::: Extract to read
In Rabel, the Court of Appeal set out the principles for considering an application to strike out or dismiss a complaint at a preliminary stage of the proceedings in the context of a discrimination matter. The principles were summarised by the Victorian Civil and Administrative Tribunal (VCAT) in Jamieson Mary v The Australian Worker’s Union & Anor (Jamieson) as follows:

(1) Section 109 [of the Equal Opportunity Act 1995] permits an application to be made by the respondent at a preliminary stage; s75 [of the Victorian Civil and Administrative Tribunal Act 1998] permits an order to be made at any time including on the Tribunal's own initiative. The procedure to be adopted is in the Tribunal's discretion. The proceeding may be determined on the pleadings and submissions alone, or by allowing the parties to put forward further material, including affidavits and oral evidence.

(2)     If in a proceeding a complainant indicates to the Tribunal that the whole of their case is contained in the material put before the Tribunal, the Tribunal is entitled to determine the matter by asking whether, on all the material before it, there is a question of real substance to go to a full hearing.

(3)     However, if a complainant indicates that there is other evidence they can call to support their claim and the Tribunal does not permit that evidence to be called, the Tribunal cannot determine the matter on the basis that the complainant's material contains the whole of their case.

(4)     A proceeding to dismiss or strike out a complaint is similar to an application to the Supreme Court in civil proceedings for summary dismissal. Both are designed to prevent abuses of process. However, it is a serious matter for the Tribunal, in an interlocutory proceeding which will generally not involve the hearing of oral evidence, to deprive a litigant of the chance to have their complaint heard in the ordinary course.

(5)     In an application, the respondent bears the onus of showing that the complainant's case ought not be allowed to proceed. In a s75 hearing where the Tribunal proceeds on its own initiative the Tribunal must be satisfied on all the material before it that the complaint should not be allowed to proceed.
::::::
::: Extracted records
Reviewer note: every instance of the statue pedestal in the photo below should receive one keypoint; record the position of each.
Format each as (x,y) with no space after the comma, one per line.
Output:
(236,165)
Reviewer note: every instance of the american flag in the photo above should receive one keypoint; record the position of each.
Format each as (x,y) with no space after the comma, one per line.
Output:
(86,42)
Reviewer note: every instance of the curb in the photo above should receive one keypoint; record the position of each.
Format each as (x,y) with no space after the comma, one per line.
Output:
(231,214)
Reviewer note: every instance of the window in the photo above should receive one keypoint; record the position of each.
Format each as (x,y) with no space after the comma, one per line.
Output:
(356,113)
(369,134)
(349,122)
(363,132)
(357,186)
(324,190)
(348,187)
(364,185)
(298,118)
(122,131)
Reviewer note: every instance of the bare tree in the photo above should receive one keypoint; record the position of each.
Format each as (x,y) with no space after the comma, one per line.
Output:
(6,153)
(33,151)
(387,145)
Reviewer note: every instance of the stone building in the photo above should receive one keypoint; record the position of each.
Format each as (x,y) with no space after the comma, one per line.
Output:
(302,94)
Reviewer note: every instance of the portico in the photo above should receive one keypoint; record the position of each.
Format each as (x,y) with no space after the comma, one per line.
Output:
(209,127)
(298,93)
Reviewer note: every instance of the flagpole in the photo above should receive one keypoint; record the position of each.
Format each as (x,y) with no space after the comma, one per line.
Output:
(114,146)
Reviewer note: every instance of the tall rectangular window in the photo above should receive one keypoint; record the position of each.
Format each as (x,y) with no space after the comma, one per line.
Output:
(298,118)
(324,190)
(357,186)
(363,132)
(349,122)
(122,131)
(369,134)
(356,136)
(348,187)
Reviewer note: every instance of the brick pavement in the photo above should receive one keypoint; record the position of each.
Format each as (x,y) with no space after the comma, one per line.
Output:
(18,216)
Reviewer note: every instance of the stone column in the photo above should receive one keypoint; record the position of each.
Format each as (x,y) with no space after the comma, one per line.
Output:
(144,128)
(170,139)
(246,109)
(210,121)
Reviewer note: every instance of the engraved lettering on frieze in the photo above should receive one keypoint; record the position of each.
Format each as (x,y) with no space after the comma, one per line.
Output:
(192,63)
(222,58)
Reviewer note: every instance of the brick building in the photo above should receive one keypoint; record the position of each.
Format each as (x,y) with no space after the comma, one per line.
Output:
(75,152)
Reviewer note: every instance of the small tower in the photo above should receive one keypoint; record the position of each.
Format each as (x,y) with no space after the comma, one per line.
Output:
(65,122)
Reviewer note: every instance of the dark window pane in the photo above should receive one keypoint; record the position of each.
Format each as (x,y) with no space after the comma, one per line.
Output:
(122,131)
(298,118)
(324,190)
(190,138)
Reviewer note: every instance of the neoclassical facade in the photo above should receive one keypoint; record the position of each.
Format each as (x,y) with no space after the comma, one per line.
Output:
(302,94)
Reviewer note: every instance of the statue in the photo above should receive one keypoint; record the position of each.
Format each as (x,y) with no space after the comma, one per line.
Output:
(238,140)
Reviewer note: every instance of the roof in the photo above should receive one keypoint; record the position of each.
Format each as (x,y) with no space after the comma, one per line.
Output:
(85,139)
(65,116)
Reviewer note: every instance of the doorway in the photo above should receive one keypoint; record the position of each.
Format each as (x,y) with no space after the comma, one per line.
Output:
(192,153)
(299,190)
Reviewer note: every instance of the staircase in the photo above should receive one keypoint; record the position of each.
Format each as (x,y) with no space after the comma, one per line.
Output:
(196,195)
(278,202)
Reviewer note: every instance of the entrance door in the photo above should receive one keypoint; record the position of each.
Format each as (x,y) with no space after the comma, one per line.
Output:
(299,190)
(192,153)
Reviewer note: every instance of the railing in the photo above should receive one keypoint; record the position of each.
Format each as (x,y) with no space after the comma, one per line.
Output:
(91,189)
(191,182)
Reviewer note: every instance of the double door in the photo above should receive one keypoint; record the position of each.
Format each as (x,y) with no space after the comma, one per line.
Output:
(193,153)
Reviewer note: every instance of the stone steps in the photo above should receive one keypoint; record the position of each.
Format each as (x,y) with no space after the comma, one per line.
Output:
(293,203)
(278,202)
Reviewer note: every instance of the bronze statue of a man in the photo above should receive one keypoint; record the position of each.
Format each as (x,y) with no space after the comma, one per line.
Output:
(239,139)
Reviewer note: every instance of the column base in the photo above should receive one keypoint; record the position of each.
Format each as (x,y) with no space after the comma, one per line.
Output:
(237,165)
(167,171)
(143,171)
::::::
_To do:_
- A) In the passage on striking out discrimination complaints, who bears the onus in an application of showing that the complainant's case ought not be allowed to proceed?
- B) Pick up the passage on striking out discrimination complaints after its final sentence and continue it.

_Task-by-task answers:_
- A) The respondent.

- B)
(6)     For a dismissal or strike out to succeed, a respondent must show, or the Tribunal when proceeding on its own initiative must be satisfied, that the complainant's case is obviously hopeless and untenable or that it could on no reasonable view justify relief. The Tribunal's power to dismiss or strike out a complaint should however be exercised with caution and consistently with the objectives of the Act.

(7)     In dealing with a dismissal or strike out matter a clear distinction must be drawn between the complaint or claim itself and the evidence which is to be given in support of it. A complaint cannot be dismissed or struck out as lacking in substance merely because it does not in itself contain the evidence supporting the claims.

(8)     A complaint can be dismissed or struck out if it is obviously unsustainable in law or in fact. This will include, but is not limited to, a case where a complaint can be said to disclose no reasonable cause of action, or where the respondent can show a defence sufficient to warrant the summary termination of the complaint.

(9)     The Tribunal should not apply technical, artificial or mechanical rules in coming to a view about the case that a complainant wishes to advance.

Two additional comments should be made. First, if the material before the Tribunal shows that there is a dispute between the parties as to a fact in issue and the material does not assist the Tribunal to resolve the dispute, then it would be difficult for the Tribunal to be satisfied that the complaint is so lacking in substance that it should be dismissed or struck out.

Second, if the respondents have satisfied the Tribunal that the complaint or any part of it is frivolous, vexatious, misconceived or lacking in substance in respect of any element essential for the complainant to prove in order to substantiate the complaint at a full hearing, then the complaint or the relevant part of the complaint should be dismissed or struck out.

16.Several points may be made based on this.

17.First, in considering whether to strike out the present application, the Tribunal must bear in mind that only minimal evidence has been filed. If the strike-out is successful, the applicant will be denied the opportunity to prove his allegations. The Tribunal may consider the strength of the applicant’s factual case, but the primary basis for this strike-out application is that the claim cannot succeed at law. Accordingly, for the purposes of the strike out, I have assumed that the applicant is capable of establishing the facts asserted in his documents.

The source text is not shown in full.